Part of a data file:

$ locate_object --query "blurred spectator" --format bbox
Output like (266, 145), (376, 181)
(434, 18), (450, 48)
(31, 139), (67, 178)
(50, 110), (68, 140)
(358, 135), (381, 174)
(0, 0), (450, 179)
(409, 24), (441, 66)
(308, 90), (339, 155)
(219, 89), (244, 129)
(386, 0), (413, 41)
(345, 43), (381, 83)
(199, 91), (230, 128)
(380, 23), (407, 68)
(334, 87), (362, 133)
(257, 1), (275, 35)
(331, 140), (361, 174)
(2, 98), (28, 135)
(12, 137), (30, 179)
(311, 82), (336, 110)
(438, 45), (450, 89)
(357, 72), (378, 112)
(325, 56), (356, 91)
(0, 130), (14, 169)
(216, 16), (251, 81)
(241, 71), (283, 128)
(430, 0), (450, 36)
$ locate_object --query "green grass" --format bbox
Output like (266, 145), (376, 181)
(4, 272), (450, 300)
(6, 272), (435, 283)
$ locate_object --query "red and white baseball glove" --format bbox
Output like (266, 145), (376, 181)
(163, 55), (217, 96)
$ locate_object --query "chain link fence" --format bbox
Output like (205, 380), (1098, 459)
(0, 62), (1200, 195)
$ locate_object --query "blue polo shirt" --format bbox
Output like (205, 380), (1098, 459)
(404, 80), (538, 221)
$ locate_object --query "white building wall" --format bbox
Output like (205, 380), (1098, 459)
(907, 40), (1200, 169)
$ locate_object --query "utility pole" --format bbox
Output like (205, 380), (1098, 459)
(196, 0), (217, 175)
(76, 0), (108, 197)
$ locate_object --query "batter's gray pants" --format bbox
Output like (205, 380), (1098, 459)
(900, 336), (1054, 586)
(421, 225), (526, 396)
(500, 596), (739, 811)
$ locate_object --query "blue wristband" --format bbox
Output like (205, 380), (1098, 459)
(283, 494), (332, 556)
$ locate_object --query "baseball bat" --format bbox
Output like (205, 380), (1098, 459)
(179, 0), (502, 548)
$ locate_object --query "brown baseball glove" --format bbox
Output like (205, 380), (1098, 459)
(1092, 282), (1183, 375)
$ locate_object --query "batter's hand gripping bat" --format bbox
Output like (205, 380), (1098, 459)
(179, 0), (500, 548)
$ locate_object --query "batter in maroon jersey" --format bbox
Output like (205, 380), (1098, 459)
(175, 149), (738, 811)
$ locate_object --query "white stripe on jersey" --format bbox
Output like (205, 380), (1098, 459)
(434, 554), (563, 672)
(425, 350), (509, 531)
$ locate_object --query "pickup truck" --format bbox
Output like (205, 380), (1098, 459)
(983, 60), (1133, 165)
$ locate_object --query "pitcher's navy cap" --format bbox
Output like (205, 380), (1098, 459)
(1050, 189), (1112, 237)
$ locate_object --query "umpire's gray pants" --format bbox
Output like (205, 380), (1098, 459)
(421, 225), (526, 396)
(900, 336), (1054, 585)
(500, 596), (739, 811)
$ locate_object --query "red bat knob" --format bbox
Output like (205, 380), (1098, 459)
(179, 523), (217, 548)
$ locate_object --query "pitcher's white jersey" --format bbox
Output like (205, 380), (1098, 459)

Request: Pick out each line of the rows above that contains the word "pants", and copy those lines without changes.

Solution to the problem:
$ locate_object --query "batter's gray pants" --format bbox
$ locate_object --query "umpire's gray pants" --format bbox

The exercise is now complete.